**DIRECTIONS:** Show each line of the rows below that contains the word "green".

**SUPPLIED DATA:**
============

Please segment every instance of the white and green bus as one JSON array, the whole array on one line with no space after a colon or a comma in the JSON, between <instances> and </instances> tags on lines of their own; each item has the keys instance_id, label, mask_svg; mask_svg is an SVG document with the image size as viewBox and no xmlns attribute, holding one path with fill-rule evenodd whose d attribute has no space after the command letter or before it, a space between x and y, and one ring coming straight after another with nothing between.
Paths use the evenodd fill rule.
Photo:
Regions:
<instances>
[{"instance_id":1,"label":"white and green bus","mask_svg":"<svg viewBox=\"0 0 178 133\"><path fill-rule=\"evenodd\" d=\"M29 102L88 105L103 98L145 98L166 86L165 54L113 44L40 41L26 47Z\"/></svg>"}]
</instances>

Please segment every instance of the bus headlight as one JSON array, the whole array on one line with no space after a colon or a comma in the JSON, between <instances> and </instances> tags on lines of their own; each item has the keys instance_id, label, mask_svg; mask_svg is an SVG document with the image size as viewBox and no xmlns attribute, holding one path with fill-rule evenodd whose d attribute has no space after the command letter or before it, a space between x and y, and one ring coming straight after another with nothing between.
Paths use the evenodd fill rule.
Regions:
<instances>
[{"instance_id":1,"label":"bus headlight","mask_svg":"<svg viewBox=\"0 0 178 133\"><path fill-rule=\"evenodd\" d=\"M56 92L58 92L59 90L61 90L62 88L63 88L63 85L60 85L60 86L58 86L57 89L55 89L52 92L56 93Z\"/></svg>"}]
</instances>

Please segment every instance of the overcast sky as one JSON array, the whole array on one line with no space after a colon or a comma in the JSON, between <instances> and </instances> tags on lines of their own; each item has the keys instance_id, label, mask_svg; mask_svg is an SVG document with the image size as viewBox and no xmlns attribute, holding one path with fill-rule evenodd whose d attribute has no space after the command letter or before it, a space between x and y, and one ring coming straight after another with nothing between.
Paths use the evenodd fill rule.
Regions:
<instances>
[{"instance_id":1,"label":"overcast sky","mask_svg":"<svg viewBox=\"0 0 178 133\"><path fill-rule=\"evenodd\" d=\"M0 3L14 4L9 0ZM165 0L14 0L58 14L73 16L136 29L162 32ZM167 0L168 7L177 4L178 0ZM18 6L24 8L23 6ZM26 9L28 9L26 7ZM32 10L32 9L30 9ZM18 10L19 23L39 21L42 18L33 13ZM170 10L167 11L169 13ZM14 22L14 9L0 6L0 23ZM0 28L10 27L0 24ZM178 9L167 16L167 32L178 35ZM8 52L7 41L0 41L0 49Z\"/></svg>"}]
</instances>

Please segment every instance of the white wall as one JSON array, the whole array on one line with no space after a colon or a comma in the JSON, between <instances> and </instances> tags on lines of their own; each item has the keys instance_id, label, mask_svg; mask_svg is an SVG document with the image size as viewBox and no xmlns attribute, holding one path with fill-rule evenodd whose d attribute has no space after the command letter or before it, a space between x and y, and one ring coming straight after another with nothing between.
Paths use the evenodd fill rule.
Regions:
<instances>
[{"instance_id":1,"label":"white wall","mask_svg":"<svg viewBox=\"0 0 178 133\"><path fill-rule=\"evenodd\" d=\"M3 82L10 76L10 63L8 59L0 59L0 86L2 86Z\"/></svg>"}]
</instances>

============

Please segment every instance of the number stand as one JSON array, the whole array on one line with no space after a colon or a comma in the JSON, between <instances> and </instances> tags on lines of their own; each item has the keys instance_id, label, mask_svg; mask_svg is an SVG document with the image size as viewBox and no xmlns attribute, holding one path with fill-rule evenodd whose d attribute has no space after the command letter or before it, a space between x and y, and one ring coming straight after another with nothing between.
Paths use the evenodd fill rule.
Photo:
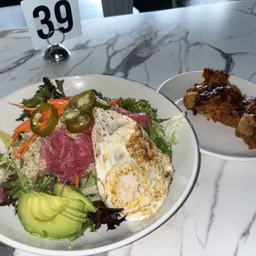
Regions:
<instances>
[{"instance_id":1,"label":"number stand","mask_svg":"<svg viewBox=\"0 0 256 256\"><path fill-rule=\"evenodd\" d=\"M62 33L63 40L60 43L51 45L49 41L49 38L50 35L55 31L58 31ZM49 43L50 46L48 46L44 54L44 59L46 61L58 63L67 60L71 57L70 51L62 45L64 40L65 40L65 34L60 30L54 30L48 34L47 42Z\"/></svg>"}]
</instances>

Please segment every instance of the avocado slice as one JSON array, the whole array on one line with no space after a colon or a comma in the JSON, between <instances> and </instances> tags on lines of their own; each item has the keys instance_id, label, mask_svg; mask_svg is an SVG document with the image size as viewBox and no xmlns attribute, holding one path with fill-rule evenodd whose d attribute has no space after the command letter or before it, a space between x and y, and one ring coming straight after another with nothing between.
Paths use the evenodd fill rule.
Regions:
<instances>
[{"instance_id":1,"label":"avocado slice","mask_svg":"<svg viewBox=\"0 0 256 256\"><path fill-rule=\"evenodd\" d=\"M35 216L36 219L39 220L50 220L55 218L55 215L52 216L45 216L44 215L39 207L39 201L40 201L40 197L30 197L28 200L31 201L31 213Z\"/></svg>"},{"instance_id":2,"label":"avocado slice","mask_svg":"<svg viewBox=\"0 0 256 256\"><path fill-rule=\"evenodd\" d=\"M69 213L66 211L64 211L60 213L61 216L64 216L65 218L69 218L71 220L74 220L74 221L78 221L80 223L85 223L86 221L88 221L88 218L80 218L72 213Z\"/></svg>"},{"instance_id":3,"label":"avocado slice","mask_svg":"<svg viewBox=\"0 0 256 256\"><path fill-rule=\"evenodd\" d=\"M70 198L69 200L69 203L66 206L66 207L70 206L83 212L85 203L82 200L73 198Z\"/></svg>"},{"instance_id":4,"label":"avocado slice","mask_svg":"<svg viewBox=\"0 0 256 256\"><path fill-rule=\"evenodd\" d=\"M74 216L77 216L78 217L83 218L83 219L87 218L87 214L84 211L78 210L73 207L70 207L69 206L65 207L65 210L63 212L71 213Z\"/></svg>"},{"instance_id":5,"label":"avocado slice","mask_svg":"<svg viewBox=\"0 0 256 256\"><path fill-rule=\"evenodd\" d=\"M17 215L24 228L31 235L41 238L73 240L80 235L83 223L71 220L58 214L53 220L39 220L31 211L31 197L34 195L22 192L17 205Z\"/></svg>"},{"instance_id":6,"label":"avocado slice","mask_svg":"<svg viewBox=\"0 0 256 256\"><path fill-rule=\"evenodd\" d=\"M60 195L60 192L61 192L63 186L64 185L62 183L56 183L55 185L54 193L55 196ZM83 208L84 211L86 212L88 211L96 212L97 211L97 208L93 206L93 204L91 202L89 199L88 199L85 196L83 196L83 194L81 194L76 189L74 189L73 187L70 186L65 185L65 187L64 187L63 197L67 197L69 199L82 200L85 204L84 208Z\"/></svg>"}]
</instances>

============

**ANSWER TO THE TASK:**
Please segment every instance of the white and green bus as one JSON array, the whole array on one line with no space after a colon or a comma in the JSON, between <instances> and </instances> tags on lines of their own; each item has the keys instance_id, label, mask_svg; mask_svg is an SVG document with the image size as viewBox and no xmlns attribute, holding one path with fill-rule evenodd whose d attribute has no space after the command letter or before it, a space between x and y, and one ring coming straight after another with nothing between.
[{"instance_id":1,"label":"white and green bus","mask_svg":"<svg viewBox=\"0 0 178 133\"><path fill-rule=\"evenodd\" d=\"M29 102L88 105L103 98L145 98L166 86L165 54L113 44L40 41L26 47Z\"/></svg>"}]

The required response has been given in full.